- _УСЛОВИЕ ЗАДАЧИ A_
Переведите на английский язык предложение из рецензии на спектакль, приведённой ниже: «Дверь не вход-выход, а условие освобождения».

===== ИЗВЛЕЧЁННЫЙ ТЕКСТ

Комедия Шекспира показалась авторам спектакля хорошим материалом для игры с подсознанием — не у персонажей, а в принципе, с подсознанием как драматическим тайником человеческого сознания. Возражать не приходится. В комнате, ключи от которой у какого-то строгого таинственного хозяина и которую открывать без его персонального разрешения нельзя, подсознательное — восемь либидо (или десять, если прибавить Пирама и Фисбу — а они заслуживают этого), исключающие друг друга, — сгрудилось темной массой. Снег (которого по соображениям сюжета и вкуса все-таки избыток) остужает эту горячую любовную массу. Потом окончательно засыпает ее, превращая сновидцев в неподвижных истуканов. Логика есть. На каждый режиссерский жест есть оправдание: Тезей, например, Ипполиту «мечом добыл», «угрозами… любви добился». В спектакле исход налицо — стиль высокой героики заменен балаганной пантомимой. Сочетание неглиже, снега, тюльпанов и сухого хвороста оправдано тем, что «мешаются все времена в смятенье: / И падает седоголовый иней / К пунцовой розе в свежие объятья; / Зато к короне ледяной зимы / Венок душистый из бутонов летних / В насмешку прикреплен. Весна, и лето, / Рождающая осень, и зима / Меняются нарядом, и не может / Мир изумленный различить времен! / Но бедствия такие появились / Все из-за наших ссор и несогласий: / Мы — их причина, мы их создаем» (перевод Т. Щепкиной-Куперник). Так говорит Титания Оберону.
Комната в спектакле Бутусова — образ плена и свободы в нем. Весь театр — комната, где поют птички, в окна льется лунный свет или врывается снежный вихрь. Но доверяться этому универсуму опасно. Глаза обращаются «зрачками в душу». Только что раскрытые окна наглухо закрыты. Дверь из стандартной сценической условности стала важнейшим фактом комнатного существования: Титания рвется прочь, но одна дверь заперта, вторая заперта. Ей под ноги кидают ключ, который ничего не открывает, а когда дверь распахивается, преградой стоит непроходимая лесная глушь. Дверь не вход-выход, а условие освобождения. Не входят или выходят — а «исчезают», «улетают», как помогают понять титры на заднике. «Актер» (Е. Филатов) бьется возле двери, задыхаясь от отравленного цветка, — никто не подойдет. Основа-Осел крушит дверь, чтобы добраться до Титании. Функции двери преувеличены, как и функции стен, к крючкам которых можно цепляться словно насекомым. Кругом теснота, темнота, чернота. Мрачные настроения возникают в этой замкнутой сценической коробке. Снег должен освежать, его потоки должны радовать ветром, белизной, но они усыпляют и утомляют пышностью своей мыльной суспензии. Почему же так мрачно в «Комнате»? Потому что совершился разрыв с любовью. Никакой идеализации и, надо признать, никакой веры в нее.

==========
===== ИСХОДНЫЕ ДАННЫЕ

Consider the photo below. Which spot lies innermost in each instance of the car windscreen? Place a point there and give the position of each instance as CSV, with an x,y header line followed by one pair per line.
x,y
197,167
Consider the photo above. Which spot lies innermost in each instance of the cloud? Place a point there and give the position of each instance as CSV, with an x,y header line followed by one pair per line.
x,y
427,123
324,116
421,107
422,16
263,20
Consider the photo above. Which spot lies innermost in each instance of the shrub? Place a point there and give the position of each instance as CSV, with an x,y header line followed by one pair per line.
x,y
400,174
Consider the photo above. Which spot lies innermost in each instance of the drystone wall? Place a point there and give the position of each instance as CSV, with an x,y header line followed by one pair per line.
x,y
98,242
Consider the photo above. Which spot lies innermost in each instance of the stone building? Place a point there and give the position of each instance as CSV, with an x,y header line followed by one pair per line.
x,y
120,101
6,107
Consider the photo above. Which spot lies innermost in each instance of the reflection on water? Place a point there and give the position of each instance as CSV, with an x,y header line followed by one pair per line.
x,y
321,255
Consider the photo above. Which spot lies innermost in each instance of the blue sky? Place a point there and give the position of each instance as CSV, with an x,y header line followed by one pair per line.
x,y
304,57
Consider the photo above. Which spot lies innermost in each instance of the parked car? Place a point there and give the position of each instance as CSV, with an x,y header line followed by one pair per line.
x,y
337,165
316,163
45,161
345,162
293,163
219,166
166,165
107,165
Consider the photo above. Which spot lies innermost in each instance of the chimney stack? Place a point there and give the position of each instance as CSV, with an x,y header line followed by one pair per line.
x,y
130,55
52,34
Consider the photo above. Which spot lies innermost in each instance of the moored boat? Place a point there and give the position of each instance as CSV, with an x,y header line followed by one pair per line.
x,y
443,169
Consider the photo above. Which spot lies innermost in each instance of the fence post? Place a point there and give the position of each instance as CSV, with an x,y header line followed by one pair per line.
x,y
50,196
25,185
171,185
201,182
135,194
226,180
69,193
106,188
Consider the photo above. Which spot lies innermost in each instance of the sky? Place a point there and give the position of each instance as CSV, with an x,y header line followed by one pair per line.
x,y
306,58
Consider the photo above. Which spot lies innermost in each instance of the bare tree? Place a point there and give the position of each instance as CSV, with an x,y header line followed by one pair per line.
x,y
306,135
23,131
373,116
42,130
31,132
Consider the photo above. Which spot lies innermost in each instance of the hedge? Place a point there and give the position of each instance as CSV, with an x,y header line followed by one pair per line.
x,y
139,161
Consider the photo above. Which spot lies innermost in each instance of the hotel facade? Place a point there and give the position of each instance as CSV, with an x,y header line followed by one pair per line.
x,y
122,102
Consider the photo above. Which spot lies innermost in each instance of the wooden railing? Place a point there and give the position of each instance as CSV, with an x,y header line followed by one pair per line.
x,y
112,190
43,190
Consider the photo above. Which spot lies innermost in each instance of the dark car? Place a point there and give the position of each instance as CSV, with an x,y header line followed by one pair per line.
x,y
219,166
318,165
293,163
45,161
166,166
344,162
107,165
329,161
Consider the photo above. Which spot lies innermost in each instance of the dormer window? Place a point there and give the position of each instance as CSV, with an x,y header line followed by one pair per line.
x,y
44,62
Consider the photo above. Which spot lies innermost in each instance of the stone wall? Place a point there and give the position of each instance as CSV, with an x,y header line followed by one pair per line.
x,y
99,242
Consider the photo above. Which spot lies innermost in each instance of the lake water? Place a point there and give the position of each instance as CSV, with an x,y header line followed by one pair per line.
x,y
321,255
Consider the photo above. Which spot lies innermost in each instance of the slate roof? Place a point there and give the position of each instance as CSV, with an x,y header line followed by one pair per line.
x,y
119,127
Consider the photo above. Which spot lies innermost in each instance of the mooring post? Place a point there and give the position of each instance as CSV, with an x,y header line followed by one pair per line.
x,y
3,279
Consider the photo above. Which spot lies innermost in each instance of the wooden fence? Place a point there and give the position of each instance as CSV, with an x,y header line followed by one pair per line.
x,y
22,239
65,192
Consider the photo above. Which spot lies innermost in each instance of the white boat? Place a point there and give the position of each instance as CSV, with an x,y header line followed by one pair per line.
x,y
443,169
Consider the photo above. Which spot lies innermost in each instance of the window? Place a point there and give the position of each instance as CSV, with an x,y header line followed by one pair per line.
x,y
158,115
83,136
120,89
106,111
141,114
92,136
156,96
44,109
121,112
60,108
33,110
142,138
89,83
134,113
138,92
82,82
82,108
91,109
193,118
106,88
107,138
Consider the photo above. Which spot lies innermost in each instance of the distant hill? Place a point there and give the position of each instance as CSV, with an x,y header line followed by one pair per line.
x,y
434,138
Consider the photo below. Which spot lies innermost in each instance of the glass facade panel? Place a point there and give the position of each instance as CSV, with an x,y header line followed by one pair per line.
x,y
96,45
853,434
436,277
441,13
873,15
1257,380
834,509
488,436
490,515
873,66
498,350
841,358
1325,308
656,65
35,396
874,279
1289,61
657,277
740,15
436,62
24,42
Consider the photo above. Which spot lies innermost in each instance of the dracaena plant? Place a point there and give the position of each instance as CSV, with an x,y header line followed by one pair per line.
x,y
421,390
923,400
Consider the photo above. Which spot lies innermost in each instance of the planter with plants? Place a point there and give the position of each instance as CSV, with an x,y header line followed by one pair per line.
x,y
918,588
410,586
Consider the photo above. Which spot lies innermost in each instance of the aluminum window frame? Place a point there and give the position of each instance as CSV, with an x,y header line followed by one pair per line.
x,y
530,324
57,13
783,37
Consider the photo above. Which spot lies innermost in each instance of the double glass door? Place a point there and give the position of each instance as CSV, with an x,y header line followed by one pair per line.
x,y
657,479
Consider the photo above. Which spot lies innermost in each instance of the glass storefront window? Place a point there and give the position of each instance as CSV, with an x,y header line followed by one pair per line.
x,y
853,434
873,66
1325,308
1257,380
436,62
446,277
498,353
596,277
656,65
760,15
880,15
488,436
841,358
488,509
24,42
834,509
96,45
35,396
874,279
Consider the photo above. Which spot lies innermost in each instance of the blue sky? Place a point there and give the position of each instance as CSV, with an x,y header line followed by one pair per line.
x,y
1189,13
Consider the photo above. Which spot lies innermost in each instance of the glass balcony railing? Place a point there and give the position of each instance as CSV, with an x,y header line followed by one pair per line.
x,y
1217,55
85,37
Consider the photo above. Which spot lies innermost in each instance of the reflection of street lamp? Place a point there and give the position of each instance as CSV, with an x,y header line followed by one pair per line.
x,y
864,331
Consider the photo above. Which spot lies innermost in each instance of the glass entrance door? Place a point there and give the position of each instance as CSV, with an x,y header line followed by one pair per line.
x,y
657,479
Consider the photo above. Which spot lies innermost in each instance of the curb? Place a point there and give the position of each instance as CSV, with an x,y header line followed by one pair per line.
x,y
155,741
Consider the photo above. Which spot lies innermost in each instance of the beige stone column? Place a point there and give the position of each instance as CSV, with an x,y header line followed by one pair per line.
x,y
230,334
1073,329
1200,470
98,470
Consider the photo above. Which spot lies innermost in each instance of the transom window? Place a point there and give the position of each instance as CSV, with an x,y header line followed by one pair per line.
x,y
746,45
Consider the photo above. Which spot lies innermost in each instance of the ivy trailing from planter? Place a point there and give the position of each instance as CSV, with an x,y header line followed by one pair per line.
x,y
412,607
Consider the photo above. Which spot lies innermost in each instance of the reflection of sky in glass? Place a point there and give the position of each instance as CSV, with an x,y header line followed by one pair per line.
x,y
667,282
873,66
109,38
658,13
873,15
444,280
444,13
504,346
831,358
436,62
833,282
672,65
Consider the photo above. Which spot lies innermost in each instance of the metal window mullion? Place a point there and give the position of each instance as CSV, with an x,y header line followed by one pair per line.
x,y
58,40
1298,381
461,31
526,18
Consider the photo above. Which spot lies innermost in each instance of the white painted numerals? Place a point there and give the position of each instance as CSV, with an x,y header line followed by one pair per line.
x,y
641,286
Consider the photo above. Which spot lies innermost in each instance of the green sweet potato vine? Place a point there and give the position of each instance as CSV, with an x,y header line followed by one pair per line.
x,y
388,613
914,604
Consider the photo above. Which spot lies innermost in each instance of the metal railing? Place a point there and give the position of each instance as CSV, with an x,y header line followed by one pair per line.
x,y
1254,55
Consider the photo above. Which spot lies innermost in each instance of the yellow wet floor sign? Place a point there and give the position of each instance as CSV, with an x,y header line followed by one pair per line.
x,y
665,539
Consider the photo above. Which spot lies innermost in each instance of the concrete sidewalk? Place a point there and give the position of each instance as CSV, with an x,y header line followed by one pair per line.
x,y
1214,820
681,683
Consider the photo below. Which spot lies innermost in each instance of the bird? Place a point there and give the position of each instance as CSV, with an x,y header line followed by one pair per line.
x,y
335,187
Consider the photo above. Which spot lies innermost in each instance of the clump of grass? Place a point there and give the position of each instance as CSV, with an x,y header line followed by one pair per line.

==========

- _УСЛОВИЕ ЗАДАЧИ B_
Выпишите из записей выше все строки, где встречается слово «boat». Регистр букв учитывается.

- _РЕЗУЛЬТАТ A_
The door is not a way in and out but a condition of liberation.

- _РЕЗУЛЬТАТ B_
Consider the photo above. Which spot lies innermost in each instance of the moored boat? Place a point there and give the position of each instance as CSV, with an x,y header line followed by one pair per line.
Consider the photo above. Which spot lies innermost in each instance of the white boat? Place a point there and give the position of each instance as CSV, with an x,y header line followed by one pair per line.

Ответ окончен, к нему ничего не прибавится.